[EXERCISE PASSAGE Boundary: Start]
Taylor told the Voice that he learned of his stage 3 colon cancer diagnosis during a routine visit to the doctor last August, and things moved quickly from there. Within a week, he had undergone a surgical procedure, and soon after embarked on six months of chemotherapy. The treatments wrapped up in February, he said, but it turns out that it takes a while to bounce back to normalcy and get back on the job.
There was a particularly tough period of time for Taylor and his family after the initial diagnosis, he said, where for five days physicians couldn't quite rule out whether the disease had turned into stage 4 cancer.
"I told God, 'Hey, if it's only stage 3 (cancer), I promise I won't whine and complain about the chemo,' even though I did end up violating that," he said.
Taylor has been on the Mountain View Police Department's team of school resource officers since 2011, and his turf includes the high schools. His tenure has been filled with building rapport with local teens to the point where everyone knows him by first name and no one bats an eye when a police car pulls onto the campus. Last year, Taylor received recognition as the "champion for youth" by the Mountain View-Los Altos Challenge Team for his ongoing presence in local schools.
During his time away from the job, Taylor said he was moved by the huge outpouring of support from the schools, including a ton of cards that he received, and people from the campuses and the police department checking in for updates on his road to recovery.
"We were always asking, either through an SRO or through the grapevine, to hear how he was doing," said police spokeswoman Katie Nelson. "When he came by he stopped literally in every office."
The department didn't have a replacement at the ready for Taylor, so the remaining school resources officers had to cover for him until his return this year. Not easy, Nelson said, given the size of the shoes they had to fill.
"He's one of those officers who, from the day you meet him, you know he's going to be there for you," she said. "That's a huge void to fill when he isn't here, but we all knew he was fighting."
[EXERCISE PASSAGE Boundary: End]
Answer from the article about Taylor's return to work:
1. During what kind of visit did Taylor learn of his stage 3 colon cancer diagnosis?
2. Since what year has Taylor been on the Mountain View Police Department's team of school resource officers?
3. Who covered for Taylor until his return this year?
The items that follow come from a separate source.
[DATASET EXCERPTS Boundary: Start]
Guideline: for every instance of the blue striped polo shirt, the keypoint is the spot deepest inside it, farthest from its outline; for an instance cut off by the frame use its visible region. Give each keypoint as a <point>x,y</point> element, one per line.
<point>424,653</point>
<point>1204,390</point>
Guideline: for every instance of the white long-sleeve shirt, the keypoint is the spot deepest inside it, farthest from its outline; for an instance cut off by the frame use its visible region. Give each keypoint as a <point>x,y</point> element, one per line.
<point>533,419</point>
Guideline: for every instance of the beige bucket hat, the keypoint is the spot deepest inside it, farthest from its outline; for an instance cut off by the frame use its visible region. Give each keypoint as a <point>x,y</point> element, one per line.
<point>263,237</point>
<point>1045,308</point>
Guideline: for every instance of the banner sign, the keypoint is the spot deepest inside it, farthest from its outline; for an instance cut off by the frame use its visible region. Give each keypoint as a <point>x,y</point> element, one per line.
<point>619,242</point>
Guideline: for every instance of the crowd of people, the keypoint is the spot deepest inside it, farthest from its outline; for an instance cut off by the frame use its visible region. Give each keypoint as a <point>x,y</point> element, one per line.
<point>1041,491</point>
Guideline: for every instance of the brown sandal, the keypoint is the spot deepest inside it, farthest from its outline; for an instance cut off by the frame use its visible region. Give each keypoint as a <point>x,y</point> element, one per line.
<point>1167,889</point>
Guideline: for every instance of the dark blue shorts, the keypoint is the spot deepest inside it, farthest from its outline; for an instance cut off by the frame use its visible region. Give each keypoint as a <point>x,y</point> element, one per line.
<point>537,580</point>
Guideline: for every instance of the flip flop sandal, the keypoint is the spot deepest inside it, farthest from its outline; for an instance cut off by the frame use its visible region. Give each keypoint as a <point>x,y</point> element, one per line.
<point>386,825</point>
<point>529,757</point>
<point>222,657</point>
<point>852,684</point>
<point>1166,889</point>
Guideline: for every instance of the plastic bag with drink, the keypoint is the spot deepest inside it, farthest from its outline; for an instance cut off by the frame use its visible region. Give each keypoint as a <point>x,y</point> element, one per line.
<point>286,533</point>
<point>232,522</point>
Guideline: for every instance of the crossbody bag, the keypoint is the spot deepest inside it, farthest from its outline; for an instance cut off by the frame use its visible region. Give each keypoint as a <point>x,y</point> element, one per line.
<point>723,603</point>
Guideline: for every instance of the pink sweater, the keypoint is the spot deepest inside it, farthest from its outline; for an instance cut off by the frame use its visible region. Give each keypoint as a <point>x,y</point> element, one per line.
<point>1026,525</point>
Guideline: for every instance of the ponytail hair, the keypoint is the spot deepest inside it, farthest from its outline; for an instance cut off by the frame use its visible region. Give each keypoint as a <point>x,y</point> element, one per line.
[DATASET EXCERPTS Boundary: End]
* **REPLY TO THE EXERCISE**:
1. A routine visit to the doctor.
2. 2011.
3. The remaining school resource officers.